Exercise: Return the complete listing that follows, with each line reproduced exactly.

Stored items:
■ ■ ■ ■ ■
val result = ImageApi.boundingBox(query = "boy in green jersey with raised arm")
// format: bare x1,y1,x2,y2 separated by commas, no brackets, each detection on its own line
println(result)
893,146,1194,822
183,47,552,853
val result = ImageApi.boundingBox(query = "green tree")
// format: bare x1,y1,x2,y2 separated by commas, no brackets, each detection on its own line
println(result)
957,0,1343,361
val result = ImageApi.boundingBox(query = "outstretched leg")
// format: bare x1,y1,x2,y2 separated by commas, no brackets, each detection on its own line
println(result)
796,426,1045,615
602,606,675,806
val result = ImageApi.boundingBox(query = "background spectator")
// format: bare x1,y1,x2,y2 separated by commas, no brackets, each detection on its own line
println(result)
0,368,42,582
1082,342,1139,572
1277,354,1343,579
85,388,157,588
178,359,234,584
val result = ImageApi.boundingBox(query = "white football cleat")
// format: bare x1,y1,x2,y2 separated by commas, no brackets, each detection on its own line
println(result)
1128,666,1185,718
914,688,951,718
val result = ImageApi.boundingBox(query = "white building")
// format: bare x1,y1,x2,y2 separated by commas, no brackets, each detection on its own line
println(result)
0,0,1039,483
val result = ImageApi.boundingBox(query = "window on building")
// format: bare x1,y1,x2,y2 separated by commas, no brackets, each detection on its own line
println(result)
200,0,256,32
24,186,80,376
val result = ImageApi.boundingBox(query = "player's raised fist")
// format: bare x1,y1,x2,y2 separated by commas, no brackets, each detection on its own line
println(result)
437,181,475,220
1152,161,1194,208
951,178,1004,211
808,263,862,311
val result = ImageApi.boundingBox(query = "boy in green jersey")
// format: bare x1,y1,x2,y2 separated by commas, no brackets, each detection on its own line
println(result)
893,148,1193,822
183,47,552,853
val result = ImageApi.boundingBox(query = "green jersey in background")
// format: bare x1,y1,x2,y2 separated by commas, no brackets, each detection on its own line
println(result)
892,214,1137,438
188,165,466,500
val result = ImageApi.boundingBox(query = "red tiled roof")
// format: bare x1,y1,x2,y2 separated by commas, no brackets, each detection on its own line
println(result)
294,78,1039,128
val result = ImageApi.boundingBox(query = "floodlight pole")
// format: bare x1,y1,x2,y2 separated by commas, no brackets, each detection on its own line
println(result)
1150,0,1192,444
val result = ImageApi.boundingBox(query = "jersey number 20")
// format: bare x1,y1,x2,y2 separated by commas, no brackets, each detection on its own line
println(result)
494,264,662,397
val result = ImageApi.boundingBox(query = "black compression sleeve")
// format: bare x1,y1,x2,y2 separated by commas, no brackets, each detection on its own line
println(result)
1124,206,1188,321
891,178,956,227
■ ■ ■ ■ ■
The solution:
val result = ImageApi.boundingBox(query = "boy in green jersey with raised arm")
// format: bare x1,y1,x2,y2 separated by commas, no brackets, each detection on its own line
println(result)
893,146,1194,822
183,47,552,853
val result = ImageApi.boundingBox(query = "green tree")
// format: bare x1,y1,x2,y2 separated by commas, no brackets, each detection on its own line
println(result)
957,0,1343,361
val result = ImageApi.boundingBox(query = "outstretched leg")
// format: bare x1,y1,x2,y2 separated by commas, no brackets, each detection on its own line
println(result)
796,426,1045,615
602,606,675,806
val result = ImageApi.boundingBox(query = "background spectator")
// format: bare x1,y1,x2,y2 separated by commas, no brackets, each detection on its own line
println(result)
0,368,42,582
1082,342,1139,572
1277,354,1343,579
85,388,157,588
178,359,234,584
val result = ImageApi.boundingBox(query = "white football cleat")
// format: bare x1,y1,x2,y2 separated by commas, no brackets, each detection on its own line
println(result)
1128,666,1185,718
914,688,951,718
val result = ImageApi.boundingBox(query = "white building")
// format: bare x1,y1,x2,y2 separated by commas, no brackets, each detection on its own line
println(result)
0,0,1039,483
val result = ImageApi.boundingBox(query = "window on building")
// format: bare x1,y1,x2,y2 separated by commas, no brackets, each detection on its own line
println(result)
200,0,256,32
24,186,80,376
val result = ImageApi.boundingBox(query = "player's raised fist")
// format: bare x1,y1,x2,y2 separated by commas, no brackets, each detection on its own line
println(result)
437,181,475,220
1152,161,1194,208
951,178,1004,211
808,263,862,311
val result = ImageApi.boundingBox(query = "boy in green jersey")
// format: bare x1,y1,x2,y2 separated by commas, no brackets, each detection on its own line
println(result)
893,148,1193,822
183,47,552,853
val result = ImageApi.boundingBox(query = "green jersey in background")
// format: bare x1,y1,x2,y2 separated by commas, no brackets, each detection on its own line
println(result)
892,214,1137,438
188,165,466,500
val result = ImageApi.boundingBox(query = "red tiled roof")
// format: bare x1,y1,x2,y2 separated by commas, no brackets, each detection on its own line
println(result)
294,78,1039,128
val result = ImageApi.boundingBox(query = "floodlight pole")
// format: bare x1,y1,x2,y2 separated by commas, no brackets, each detection on its own line
println(result)
1150,0,1192,444
val result = ImageApi.boundingBox(query = "jersey number 20")
// format: bare x1,y1,x2,y2 separated by commas, no brackets, each detection on its own line
println(result)
494,264,662,397
val result = ImageApi.boundingBox(query = "black compression sleeve")
// format: bare x1,y1,x2,y2 separated by commas, no brackets, each detection on its own line
println(result)
1124,206,1188,321
891,178,956,227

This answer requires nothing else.